**Task A**
In the passage on NVUE port ranges, reproduce the portion between "To specify all" and "range you specify.", inclusive, substituting "switch ports" for every occurrence of "interfaces".

**Text passage**
↓

To use a range of ports for TCP traffic:

cumulus@switch:~$ nv set acl EXAMPLE1 type ipv4
cumulus@switch:~$ nv set acl EXAMPLE1 rule 10 match ip protocol tcp
cumulus@switch:~$ nv set acl EXAMPLE1 rule 10 match ip source-ip 10.0.0.17/32
cumulus@switch:~$ nv set acl EXAMPLE1 rule 10 match ip tcp source-port 10000:20000
cumulus@switch:~$ nv set acl EXAMPLE1 rule 10 match ip dest-ip 10.0.100.27/32
cumulus@switch:~$ nv set acl EXAMPLE1 rule 10 match ip tcp dest-port 10000:20000
cumulus@switch:~$ nv set acl EXAMPLE1 rule 10 action set dscp 34
cumulus@switch:~$ nv set interface swp1-48 acl EXAMPLE1 inbound
cumulus@switch:~$ nv config apply

To specify all ports on the switch in NVUE (swp+ in an iptables rule), you must set the range of interfaces on the switch as in the examples above (nv set interface swp1-48). This command creates as many rules in the /etc/cumulus/acl/policy.d/50_nvue.rules file as the number of interfaces in the range you specify.

↑

Dataset entries:

↓

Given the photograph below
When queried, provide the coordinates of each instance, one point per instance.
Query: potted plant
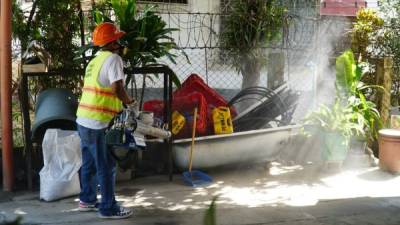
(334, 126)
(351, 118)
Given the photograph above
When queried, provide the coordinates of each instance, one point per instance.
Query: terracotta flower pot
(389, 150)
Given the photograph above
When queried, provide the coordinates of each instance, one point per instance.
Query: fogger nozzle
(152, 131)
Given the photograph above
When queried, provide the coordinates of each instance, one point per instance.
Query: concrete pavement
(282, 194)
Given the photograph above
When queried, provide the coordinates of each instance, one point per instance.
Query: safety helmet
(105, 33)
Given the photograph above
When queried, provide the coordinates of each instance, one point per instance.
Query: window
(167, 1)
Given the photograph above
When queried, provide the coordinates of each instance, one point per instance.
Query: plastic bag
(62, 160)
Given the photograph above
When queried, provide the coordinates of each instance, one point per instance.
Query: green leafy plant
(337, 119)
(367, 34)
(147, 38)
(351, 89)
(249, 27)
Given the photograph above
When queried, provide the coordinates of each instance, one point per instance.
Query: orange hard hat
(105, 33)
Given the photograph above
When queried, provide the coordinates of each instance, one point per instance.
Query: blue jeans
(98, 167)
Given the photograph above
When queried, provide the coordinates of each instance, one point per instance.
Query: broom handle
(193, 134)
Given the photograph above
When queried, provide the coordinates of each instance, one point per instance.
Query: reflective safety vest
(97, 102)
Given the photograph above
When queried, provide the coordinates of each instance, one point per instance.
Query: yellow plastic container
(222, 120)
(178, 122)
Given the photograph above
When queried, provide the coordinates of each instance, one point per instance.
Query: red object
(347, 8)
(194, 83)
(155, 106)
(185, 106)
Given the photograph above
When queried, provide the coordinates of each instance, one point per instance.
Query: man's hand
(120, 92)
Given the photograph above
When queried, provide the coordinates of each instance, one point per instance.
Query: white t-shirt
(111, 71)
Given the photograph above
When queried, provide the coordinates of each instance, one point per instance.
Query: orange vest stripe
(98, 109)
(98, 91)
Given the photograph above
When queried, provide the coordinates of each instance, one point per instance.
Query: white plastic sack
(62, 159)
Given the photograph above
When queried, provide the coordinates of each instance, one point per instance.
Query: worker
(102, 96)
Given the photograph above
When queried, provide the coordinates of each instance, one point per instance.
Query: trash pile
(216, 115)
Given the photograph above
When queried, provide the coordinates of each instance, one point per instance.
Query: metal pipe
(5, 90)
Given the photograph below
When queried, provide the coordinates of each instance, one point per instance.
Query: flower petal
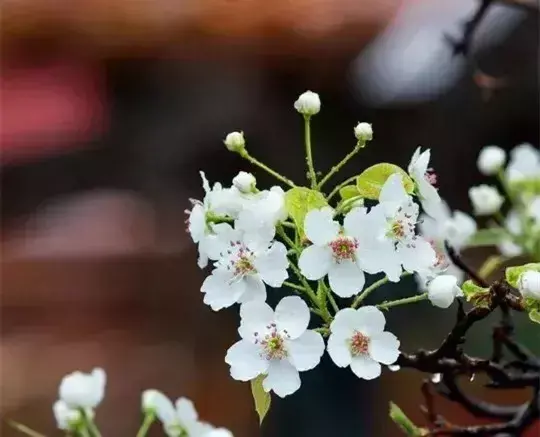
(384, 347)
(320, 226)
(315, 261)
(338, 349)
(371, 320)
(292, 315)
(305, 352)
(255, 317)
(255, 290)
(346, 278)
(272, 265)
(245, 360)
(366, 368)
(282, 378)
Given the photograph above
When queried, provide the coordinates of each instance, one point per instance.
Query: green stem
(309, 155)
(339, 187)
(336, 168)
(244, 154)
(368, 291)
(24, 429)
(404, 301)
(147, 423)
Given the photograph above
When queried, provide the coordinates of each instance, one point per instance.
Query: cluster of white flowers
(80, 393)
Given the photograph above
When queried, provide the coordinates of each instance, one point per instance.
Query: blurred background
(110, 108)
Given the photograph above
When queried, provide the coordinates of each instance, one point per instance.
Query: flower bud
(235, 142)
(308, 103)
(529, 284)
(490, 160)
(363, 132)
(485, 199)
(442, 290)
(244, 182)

↑
↓

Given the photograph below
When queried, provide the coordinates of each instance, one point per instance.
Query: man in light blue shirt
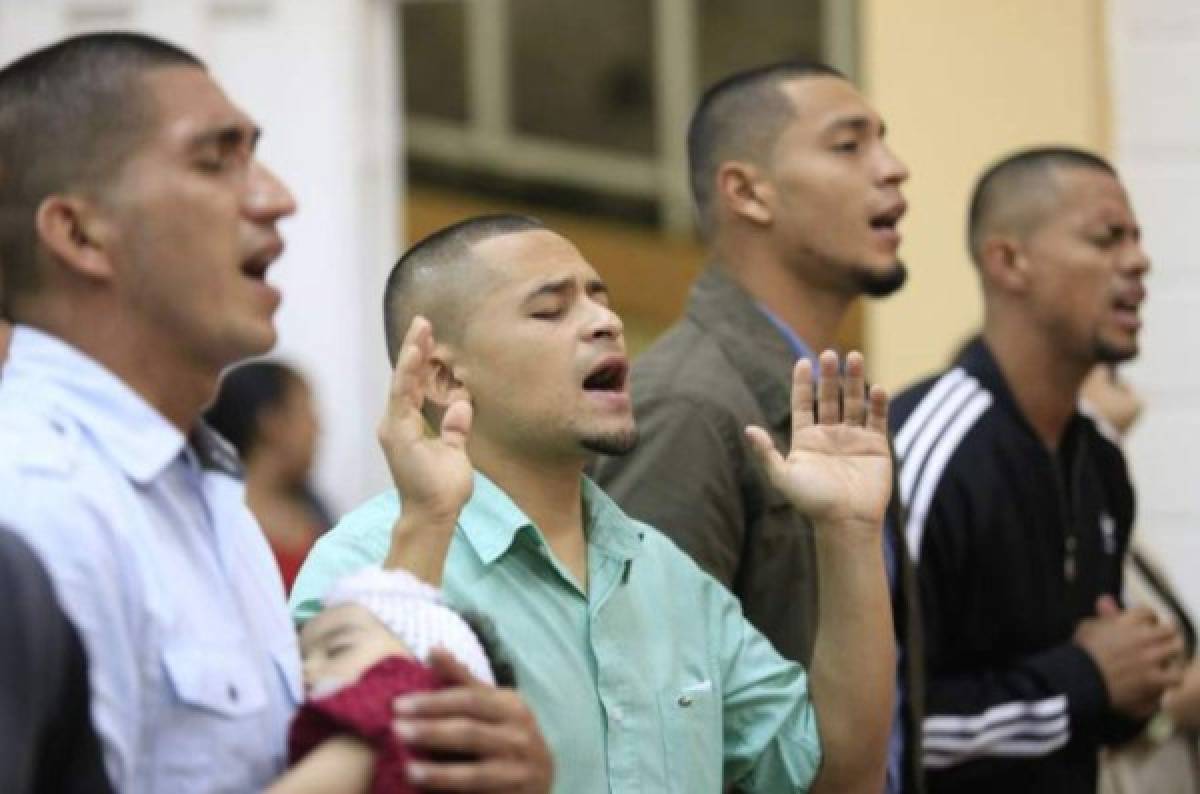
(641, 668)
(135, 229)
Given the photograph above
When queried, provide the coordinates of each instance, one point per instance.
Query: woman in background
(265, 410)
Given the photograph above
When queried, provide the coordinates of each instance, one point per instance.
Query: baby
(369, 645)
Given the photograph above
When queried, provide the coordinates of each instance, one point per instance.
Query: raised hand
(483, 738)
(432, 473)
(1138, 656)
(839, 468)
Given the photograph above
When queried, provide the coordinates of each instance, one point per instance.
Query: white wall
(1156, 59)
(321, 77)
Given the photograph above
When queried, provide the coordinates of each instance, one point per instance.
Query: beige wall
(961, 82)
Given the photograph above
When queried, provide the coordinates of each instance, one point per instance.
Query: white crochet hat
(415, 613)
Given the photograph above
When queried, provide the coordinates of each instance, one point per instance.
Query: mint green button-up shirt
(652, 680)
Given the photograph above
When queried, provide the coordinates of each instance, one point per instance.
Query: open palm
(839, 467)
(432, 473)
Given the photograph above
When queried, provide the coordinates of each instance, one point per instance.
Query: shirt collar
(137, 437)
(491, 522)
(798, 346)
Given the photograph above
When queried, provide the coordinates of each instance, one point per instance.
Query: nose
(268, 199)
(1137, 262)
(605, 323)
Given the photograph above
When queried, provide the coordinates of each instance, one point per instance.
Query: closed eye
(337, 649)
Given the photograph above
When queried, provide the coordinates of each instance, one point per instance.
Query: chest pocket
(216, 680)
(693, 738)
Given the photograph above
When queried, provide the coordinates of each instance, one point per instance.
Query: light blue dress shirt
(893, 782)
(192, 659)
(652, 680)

↑
↓

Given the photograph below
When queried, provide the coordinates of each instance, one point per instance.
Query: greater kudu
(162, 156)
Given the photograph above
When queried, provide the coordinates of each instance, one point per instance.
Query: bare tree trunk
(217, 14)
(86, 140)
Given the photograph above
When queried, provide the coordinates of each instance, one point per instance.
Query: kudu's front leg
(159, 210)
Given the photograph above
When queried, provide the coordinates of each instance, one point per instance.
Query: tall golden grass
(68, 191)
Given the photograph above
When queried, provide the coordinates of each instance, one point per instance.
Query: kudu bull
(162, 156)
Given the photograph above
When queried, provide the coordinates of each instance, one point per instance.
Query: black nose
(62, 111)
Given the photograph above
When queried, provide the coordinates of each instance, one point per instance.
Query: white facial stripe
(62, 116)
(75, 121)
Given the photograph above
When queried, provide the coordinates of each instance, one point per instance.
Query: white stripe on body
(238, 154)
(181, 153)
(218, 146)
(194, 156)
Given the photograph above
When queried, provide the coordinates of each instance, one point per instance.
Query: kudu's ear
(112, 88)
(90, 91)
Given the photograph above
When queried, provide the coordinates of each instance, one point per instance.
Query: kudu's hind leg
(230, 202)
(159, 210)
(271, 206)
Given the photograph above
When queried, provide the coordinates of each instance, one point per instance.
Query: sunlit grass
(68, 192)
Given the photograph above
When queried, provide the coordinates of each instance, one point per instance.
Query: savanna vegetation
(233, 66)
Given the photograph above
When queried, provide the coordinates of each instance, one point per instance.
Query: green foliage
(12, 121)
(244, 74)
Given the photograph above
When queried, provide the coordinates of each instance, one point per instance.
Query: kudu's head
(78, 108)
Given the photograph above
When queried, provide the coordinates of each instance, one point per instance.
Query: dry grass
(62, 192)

↑

**Task B**
Extract each line of the dataset entries that contains the string "shirt".

**Exercise solution A**
To specify all ports on the switch in NVUE (swp+ in an iptables rule), you must set the range of switch ports on the switch as in the examples above (nv set interface swp1-48). This command creates as many rules in the /etc/cumulus/acl/policy.d/50_nvue.rules file as the number of switch ports in the range you specify.

**Exercise solution B**
Query: white t-shirt
Query: man in light blue shirt
Query: mint green button-up shirt
Query: shirt collar
Query: light blue dress shirt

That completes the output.